Update the material by replacing "vertex pairs" with "coordinate pairs" everywhere it occurs, leaving everything else as it is. Leave the pictures out of your answer.

--- BEGIN Entries provided ---

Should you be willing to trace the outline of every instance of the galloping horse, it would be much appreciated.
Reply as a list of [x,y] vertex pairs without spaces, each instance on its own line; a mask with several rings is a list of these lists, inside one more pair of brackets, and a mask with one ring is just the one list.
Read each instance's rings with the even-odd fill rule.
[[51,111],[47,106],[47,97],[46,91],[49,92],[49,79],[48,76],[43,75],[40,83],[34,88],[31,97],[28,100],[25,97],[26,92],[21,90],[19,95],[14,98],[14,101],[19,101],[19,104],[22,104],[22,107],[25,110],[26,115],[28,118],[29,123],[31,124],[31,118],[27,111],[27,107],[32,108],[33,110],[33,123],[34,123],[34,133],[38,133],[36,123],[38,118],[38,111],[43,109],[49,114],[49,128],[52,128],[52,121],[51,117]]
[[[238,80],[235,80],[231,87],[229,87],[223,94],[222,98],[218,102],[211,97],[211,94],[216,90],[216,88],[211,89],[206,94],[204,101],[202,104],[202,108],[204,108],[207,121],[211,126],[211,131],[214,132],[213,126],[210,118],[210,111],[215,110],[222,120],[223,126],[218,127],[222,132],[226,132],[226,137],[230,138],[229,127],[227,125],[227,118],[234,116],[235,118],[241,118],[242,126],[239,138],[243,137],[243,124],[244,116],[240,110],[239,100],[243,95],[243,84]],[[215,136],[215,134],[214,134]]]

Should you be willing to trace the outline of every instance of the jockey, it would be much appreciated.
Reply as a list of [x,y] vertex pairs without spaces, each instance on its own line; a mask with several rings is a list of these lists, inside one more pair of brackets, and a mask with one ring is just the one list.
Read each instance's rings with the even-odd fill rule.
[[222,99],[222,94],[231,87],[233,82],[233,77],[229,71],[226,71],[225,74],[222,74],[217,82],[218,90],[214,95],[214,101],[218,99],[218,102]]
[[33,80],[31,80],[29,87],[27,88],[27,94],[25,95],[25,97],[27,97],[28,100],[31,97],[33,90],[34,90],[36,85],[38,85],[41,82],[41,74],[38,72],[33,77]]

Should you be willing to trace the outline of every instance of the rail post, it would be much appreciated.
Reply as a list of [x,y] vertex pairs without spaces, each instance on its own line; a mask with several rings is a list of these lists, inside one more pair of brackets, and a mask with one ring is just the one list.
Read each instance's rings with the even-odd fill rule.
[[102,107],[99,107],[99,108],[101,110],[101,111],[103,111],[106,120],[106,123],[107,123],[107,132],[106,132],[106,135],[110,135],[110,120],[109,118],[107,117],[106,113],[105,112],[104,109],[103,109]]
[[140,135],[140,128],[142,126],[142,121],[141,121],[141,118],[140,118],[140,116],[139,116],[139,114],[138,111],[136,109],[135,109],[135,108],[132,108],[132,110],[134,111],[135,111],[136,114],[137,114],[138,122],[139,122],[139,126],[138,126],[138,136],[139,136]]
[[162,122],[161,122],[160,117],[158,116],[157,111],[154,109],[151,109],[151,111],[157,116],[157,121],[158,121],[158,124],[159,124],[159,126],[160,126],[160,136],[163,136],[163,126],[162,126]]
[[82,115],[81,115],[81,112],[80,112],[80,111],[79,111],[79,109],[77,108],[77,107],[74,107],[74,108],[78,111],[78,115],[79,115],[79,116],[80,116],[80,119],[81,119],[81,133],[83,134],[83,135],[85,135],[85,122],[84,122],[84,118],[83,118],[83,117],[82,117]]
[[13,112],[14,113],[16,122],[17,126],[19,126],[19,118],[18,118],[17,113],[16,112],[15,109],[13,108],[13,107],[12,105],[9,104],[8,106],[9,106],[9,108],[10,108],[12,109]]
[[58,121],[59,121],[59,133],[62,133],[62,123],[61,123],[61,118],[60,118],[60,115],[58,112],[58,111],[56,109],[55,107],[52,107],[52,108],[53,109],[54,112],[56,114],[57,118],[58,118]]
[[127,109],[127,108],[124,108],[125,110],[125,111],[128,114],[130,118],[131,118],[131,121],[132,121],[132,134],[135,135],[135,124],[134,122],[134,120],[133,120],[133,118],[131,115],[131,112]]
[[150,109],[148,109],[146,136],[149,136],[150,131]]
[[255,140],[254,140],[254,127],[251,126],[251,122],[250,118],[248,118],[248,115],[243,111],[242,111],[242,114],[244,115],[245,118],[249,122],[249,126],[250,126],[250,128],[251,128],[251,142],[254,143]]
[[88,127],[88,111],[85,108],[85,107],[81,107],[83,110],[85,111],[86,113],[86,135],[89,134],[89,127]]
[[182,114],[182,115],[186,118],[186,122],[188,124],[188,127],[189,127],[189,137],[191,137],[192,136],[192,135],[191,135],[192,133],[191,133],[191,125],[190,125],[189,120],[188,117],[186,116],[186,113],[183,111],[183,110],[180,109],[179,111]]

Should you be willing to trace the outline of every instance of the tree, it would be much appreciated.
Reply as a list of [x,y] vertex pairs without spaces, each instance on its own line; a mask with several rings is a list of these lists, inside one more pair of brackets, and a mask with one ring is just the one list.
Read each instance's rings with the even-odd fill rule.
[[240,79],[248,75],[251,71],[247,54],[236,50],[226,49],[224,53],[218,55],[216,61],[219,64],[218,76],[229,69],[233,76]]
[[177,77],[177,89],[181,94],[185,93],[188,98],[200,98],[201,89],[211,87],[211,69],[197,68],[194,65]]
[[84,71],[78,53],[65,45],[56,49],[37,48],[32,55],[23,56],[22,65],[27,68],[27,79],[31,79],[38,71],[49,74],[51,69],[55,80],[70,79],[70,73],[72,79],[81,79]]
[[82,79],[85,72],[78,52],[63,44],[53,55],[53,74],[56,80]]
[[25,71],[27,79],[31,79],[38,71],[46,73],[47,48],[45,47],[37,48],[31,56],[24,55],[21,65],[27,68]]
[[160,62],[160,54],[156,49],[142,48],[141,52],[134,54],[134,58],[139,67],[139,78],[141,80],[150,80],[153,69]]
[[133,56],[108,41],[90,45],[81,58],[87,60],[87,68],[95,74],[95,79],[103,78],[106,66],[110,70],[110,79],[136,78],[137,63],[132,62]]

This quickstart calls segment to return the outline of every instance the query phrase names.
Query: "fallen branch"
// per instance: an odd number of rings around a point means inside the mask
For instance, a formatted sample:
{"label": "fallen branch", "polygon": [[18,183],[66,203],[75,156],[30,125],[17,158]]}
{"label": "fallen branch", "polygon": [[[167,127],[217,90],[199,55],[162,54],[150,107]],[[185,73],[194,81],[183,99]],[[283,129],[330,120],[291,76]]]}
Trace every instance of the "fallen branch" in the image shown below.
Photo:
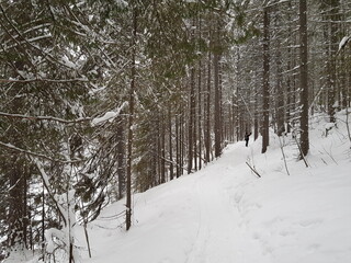
{"label": "fallen branch", "polygon": [[258,171],[256,171],[254,168],[252,168],[248,162],[246,162],[246,164],[251,169],[251,171],[252,171],[258,178],[261,178],[261,175],[258,173]]}

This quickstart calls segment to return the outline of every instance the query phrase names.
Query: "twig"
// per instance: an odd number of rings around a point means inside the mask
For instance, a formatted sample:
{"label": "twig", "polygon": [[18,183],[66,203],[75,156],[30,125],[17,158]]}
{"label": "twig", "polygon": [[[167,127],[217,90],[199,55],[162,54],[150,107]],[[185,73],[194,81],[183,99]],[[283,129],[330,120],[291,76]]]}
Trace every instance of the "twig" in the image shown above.
{"label": "twig", "polygon": [[258,173],[258,171],[256,171],[248,162],[246,162],[246,164],[251,169],[251,171],[252,171],[258,178],[261,178],[261,175]]}
{"label": "twig", "polygon": [[280,146],[281,146],[281,150],[282,150],[282,155],[283,155],[284,164],[285,164],[285,170],[286,170],[287,175],[290,175],[290,172],[288,172],[288,170],[287,170],[287,164],[286,164],[286,158],[285,158],[285,153],[284,153],[284,147],[283,147],[283,145],[282,145],[281,137],[278,137],[278,139],[279,139],[279,144],[280,144]]}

--- END Entries provided ---

# [Response for this exercise]
Should you be willing to trace the outline of every instance of the galloping horse, it would be much appreciated.
Reply as a list of [x,y] coordinate pairs without spaces, each instance on its own line; a mask with several rings is a list of these lists, inside one more pair of brackets, and a mask with one ring is just the one list.
Read each instance's rings with the even-odd fill rule.
[[51,111],[47,106],[47,97],[46,91],[49,92],[49,79],[48,76],[43,75],[40,83],[34,88],[31,97],[28,100],[25,97],[26,92],[21,90],[19,95],[14,98],[14,101],[19,101],[19,104],[22,104],[22,107],[25,110],[26,115],[28,118],[29,123],[31,124],[31,118],[27,111],[27,107],[32,108],[33,110],[33,123],[34,123],[34,133],[38,133],[36,123],[38,118],[38,111],[43,109],[49,114],[49,128],[52,128],[52,121],[51,117]]
[[[238,80],[235,80],[231,87],[229,87],[223,94],[222,98],[218,102],[211,97],[211,94],[216,90],[216,88],[211,89],[206,94],[204,101],[202,104],[202,108],[204,108],[207,121],[211,126],[211,131],[214,132],[213,126],[210,118],[210,111],[215,110],[222,120],[223,126],[218,127],[222,132],[226,132],[226,137],[230,138],[229,127],[227,125],[227,118],[234,116],[235,118],[241,118],[242,126],[239,138],[243,137],[243,124],[244,116],[240,110],[239,100],[243,95],[243,84]],[[215,136],[215,134],[214,134]]]

Should you be willing to trace the outline of every instance of the jockey, it would be much appreciated.
Reply as a list of [x,y] coordinate pairs without spaces, each instance on its own line; a mask with several rings is a list of these lists, inside one more pair of brackets, and a mask with one ring is just the one list.
Read each instance's rings with the even-odd fill rule.
[[222,99],[222,94],[231,87],[233,82],[233,77],[229,71],[226,71],[225,74],[222,74],[217,82],[218,90],[214,95],[214,101],[218,99],[218,102]]
[[33,80],[31,80],[29,87],[27,88],[27,94],[25,95],[25,97],[27,97],[28,100],[31,97],[33,90],[34,90],[36,85],[38,85],[41,82],[41,74],[38,72],[33,77]]

Should you be willing to trace the outline of every instance of the rail post, it would be much appreciated.
Reply as a list of [x,y] coordinate pairs without spaces, each instance on its own line; a mask with several rings is a list of these lists, inside one more pair of brackets, and a mask with one ring is just the one list.
Read each instance's rings with the even-odd fill rule.
[[102,107],[99,107],[99,108],[101,110],[101,111],[103,111],[106,120],[106,123],[107,123],[107,132],[106,132],[106,135],[110,135],[110,120],[109,118],[107,117],[106,113],[105,112],[104,109],[103,109]]
[[140,135],[140,128],[142,126],[142,121],[141,121],[141,118],[140,118],[140,116],[139,116],[139,114],[138,111],[136,109],[135,109],[135,108],[132,108],[132,110],[134,111],[135,111],[136,114],[137,114],[138,122],[139,122],[139,126],[138,126],[138,136],[139,136]]
[[162,122],[161,122],[160,117],[158,116],[157,111],[154,109],[151,109],[151,111],[157,116],[157,121],[158,121],[158,124],[159,124],[159,126],[160,126],[160,136],[163,136],[163,126],[162,126]]
[[82,115],[81,115],[81,112],[80,112],[80,111],[79,111],[79,109],[77,108],[77,107],[74,107],[74,108],[78,111],[78,115],[79,115],[79,116],[80,116],[80,119],[81,119],[81,133],[83,134],[83,135],[85,135],[85,122],[84,122],[84,118],[83,118],[83,117],[82,117]]
[[13,112],[14,113],[16,122],[17,126],[19,126],[19,118],[18,118],[17,113],[16,112],[15,109],[13,108],[13,107],[12,105],[9,104],[8,106],[9,106],[9,108],[10,108],[12,109]]
[[58,121],[59,121],[59,133],[62,133],[62,123],[61,123],[61,118],[60,118],[60,115],[58,112],[58,111],[56,109],[55,107],[52,107],[52,108],[53,109],[54,112],[56,114],[57,118],[58,118]]
[[127,109],[127,108],[124,108],[125,110],[125,111],[128,114],[130,118],[131,118],[131,121],[132,121],[132,134],[135,135],[135,124],[134,122],[134,120],[133,120],[133,118],[131,115],[131,112]]
[[150,109],[148,109],[146,136],[149,136],[150,131]]
[[255,140],[254,140],[254,127],[251,126],[251,122],[250,118],[248,118],[248,115],[243,111],[242,111],[242,114],[244,115],[245,118],[249,122],[249,126],[250,126],[250,128],[251,128],[251,142],[254,143]]
[[88,127],[88,111],[85,108],[85,107],[81,107],[83,110],[85,111],[86,113],[86,135],[89,134],[89,127]]
[[182,114],[182,115],[186,118],[186,122],[188,124],[188,127],[189,127],[189,137],[191,137],[192,136],[192,135],[191,135],[192,133],[191,133],[191,125],[190,125],[189,120],[188,117],[186,116],[186,113],[183,111],[183,110],[180,109],[179,111]]

Should you be willing to trace the outline of every instance of the tree, it would be much appreciated.
Reply as a list of [x,y] coordinate pairs without spaces, each instance on its own line; a mask with several rings is a list of these lists, inside one more pair of brackets, and a mask with one ring is just the one list.
Read each instance's rings with the even-odd fill rule.
[[240,79],[248,75],[251,71],[247,54],[236,50],[226,49],[224,53],[218,55],[216,61],[219,64],[218,76],[229,69],[233,76]]
[[177,77],[177,89],[181,94],[185,93],[188,98],[200,98],[201,89],[211,87],[211,69],[197,68],[194,65]]
[[84,71],[78,53],[65,45],[56,49],[37,48],[32,55],[23,56],[22,65],[27,68],[27,79],[31,79],[38,71],[49,74],[51,69],[55,80],[70,79],[70,73],[72,79],[81,79]]
[[82,79],[85,72],[78,52],[63,44],[53,55],[53,74],[56,80]]
[[25,71],[27,79],[31,79],[38,71],[46,73],[47,48],[45,47],[37,48],[31,56],[24,55],[21,65],[27,68]]
[[160,62],[160,54],[156,49],[142,48],[141,52],[134,54],[134,58],[139,67],[139,78],[141,80],[150,80],[153,69]]
[[133,56],[108,41],[90,45],[81,58],[87,60],[87,68],[95,74],[95,79],[103,78],[106,66],[110,70],[110,79],[136,78],[137,63],[132,62]]

This quickstart calls segment to return the outline of every instance the query phrase names.
Query: "fallen branch"
// per instance: an odd number of rings around a point means inside the mask
For instance, a formatted sample:
{"label": "fallen branch", "polygon": [[18,183],[66,203],[75,156],[30,125],[17,158]]}
{"label": "fallen branch", "polygon": [[[167,127],[217,90],[199,55],[162,54],[150,107]],[[185,73],[194,81],[183,99]],[[283,129],[330,120],[291,76]]]}
Trace every instance of the "fallen branch" in the image shown below.
Photo:
{"label": "fallen branch", "polygon": [[258,171],[256,171],[254,168],[252,168],[248,162],[246,162],[246,164],[251,169],[251,171],[252,171],[258,178],[261,178],[261,175],[258,173]]}

This quickstart calls segment to return the outline of every instance the query phrase names.
Query: "twig"
// per instance: an odd number of rings around a point means inside the mask
For instance, a formatted sample:
{"label": "twig", "polygon": [[18,183],[66,203],[75,156],[30,125],[17,158]]}
{"label": "twig", "polygon": [[[167,127],[217,90],[199,55],[162,54],[150,107]],[[185,73],[194,81],[183,99]],[[283,129],[330,120],[291,76]]]}
Trace every instance of the "twig" in the image shown above.
{"label": "twig", "polygon": [[258,173],[258,171],[256,171],[248,162],[246,162],[246,164],[251,169],[251,171],[252,171],[258,178],[261,178],[261,175]]}
{"label": "twig", "polygon": [[280,146],[281,146],[281,150],[282,150],[282,155],[283,155],[284,164],[285,164],[285,170],[286,170],[287,175],[290,175],[290,172],[288,172],[288,170],[287,170],[287,164],[286,164],[286,158],[285,158],[285,153],[284,153],[284,147],[283,147],[283,145],[282,145],[281,137],[278,137],[278,139],[279,139],[279,144],[280,144]]}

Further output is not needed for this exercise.